▸ **Entrées de données enregistrées**

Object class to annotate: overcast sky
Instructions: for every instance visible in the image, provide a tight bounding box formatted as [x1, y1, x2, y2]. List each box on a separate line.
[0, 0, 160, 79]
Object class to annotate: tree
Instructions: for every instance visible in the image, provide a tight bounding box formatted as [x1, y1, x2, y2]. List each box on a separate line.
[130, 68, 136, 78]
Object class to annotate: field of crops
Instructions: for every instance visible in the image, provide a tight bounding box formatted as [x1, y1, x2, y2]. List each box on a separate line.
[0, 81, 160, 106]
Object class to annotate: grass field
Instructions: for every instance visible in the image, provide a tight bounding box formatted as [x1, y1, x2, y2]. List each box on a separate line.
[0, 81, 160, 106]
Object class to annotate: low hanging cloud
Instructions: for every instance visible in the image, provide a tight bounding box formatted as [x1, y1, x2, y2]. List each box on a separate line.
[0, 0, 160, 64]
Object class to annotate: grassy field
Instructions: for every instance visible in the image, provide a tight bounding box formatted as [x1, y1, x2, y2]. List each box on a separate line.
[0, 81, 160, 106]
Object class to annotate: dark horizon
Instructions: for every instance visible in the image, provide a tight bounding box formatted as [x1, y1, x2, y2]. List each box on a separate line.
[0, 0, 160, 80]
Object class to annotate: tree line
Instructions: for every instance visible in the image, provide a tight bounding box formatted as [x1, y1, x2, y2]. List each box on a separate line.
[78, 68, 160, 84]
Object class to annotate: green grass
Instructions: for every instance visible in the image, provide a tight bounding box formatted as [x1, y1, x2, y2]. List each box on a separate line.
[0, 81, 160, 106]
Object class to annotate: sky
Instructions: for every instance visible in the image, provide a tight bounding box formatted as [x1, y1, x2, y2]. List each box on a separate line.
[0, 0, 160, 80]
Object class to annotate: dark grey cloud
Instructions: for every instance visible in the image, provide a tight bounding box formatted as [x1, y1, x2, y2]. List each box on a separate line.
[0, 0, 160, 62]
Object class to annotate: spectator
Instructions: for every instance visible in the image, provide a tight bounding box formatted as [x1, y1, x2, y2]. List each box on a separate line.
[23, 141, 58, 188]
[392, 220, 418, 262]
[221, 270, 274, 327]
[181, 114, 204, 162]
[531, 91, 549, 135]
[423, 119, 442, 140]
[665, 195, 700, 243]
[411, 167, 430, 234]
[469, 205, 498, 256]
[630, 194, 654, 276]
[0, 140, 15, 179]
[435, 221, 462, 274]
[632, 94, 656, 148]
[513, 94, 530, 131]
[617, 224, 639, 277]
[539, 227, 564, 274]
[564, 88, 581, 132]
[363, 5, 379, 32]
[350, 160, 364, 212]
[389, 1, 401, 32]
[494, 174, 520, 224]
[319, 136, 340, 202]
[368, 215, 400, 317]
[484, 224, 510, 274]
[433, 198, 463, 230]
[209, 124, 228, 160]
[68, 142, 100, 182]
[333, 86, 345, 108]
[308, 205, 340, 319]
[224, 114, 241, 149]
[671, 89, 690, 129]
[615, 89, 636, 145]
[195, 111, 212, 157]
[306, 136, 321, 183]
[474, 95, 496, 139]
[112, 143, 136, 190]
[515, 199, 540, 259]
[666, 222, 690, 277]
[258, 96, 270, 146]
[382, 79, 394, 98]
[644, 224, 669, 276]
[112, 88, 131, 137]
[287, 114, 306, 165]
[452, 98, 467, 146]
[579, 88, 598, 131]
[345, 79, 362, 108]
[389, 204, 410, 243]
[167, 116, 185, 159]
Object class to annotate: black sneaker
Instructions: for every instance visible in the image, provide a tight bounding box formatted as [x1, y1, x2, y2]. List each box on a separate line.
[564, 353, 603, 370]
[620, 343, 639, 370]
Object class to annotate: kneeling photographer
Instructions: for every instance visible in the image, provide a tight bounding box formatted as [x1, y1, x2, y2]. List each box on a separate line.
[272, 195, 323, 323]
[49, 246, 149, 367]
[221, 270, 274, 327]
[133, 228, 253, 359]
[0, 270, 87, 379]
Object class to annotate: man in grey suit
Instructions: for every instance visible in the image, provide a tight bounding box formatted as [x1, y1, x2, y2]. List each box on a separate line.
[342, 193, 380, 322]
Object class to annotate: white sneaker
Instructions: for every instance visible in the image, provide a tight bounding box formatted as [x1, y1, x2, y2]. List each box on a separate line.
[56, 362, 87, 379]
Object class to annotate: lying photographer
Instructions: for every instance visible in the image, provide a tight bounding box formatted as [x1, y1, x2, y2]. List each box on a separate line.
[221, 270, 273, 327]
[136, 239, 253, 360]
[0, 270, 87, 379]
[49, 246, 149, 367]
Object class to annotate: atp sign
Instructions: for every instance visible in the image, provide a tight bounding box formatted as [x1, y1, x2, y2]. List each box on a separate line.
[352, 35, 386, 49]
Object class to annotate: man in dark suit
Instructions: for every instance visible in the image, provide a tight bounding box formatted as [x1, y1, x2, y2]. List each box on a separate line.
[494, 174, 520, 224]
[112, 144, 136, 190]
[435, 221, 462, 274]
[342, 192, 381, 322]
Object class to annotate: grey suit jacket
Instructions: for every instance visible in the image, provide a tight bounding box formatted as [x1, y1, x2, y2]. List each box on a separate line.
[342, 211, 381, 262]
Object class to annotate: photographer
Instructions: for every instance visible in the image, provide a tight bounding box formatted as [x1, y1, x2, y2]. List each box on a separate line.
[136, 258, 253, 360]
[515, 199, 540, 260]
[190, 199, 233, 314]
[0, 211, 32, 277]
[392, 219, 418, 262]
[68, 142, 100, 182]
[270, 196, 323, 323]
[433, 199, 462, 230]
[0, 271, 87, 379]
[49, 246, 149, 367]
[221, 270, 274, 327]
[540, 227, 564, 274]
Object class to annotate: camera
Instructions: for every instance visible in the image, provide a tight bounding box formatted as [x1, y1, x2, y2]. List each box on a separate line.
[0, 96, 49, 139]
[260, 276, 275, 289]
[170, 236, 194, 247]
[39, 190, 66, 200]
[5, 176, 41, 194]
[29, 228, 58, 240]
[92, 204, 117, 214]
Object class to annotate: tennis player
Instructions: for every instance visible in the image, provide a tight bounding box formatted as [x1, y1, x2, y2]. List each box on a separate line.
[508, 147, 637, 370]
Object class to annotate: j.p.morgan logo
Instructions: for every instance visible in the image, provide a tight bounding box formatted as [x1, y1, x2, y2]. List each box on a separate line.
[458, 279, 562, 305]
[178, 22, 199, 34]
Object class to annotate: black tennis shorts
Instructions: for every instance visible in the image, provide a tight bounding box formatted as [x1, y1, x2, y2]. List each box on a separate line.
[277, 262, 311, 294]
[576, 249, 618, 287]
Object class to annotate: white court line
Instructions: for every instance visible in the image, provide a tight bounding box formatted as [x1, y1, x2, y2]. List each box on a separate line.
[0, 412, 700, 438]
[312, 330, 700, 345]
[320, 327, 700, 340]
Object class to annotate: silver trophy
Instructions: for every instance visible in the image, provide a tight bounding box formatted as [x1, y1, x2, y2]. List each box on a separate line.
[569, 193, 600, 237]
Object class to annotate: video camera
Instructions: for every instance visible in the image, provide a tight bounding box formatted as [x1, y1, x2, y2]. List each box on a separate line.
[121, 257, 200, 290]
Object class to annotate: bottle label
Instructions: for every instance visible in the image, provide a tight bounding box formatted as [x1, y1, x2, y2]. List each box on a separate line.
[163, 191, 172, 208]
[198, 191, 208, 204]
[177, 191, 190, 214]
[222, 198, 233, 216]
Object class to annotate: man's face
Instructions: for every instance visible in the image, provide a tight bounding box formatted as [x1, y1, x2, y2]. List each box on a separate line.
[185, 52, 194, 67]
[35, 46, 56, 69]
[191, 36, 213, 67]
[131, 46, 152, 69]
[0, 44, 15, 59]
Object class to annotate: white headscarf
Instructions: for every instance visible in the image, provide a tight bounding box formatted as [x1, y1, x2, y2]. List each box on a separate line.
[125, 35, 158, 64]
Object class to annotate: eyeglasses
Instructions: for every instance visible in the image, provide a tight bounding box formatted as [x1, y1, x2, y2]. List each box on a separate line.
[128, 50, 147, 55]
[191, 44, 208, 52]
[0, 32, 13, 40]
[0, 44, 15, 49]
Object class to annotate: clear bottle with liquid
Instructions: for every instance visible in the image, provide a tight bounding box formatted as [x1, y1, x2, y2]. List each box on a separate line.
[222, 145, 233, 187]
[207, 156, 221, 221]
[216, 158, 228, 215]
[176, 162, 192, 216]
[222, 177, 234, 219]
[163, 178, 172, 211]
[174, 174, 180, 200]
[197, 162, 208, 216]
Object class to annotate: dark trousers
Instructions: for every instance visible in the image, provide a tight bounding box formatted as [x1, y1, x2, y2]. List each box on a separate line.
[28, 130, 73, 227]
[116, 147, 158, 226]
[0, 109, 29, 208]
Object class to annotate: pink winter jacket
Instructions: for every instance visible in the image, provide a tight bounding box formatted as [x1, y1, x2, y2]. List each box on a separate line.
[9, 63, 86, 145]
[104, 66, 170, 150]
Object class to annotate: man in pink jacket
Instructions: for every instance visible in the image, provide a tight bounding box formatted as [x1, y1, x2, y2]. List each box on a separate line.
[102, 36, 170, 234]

▸ **OBJECTIF DE LA TÂCHE**
En partant du début des données et en vous arrêtant après la ligne qui contient "[130, 68, 136, 78]", reprenez ces lignes sous forme de liste numérotée, sans les lignes vides.

▸ **RÉPONSE ATTENDUE**
1. Object class to annotate: overcast sky
2. Instructions: for every instance visible in the image, provide a tight bounding box formatted as [x1, y1, x2, y2]. List each box on a separate line.
3. [0, 0, 160, 79]
4. Object class to annotate: tree
5. Instructions: for every instance visible in the image, provide a tight bounding box formatted as [x1, y1, x2, y2]. List each box on a separate line.
6. [130, 68, 136, 78]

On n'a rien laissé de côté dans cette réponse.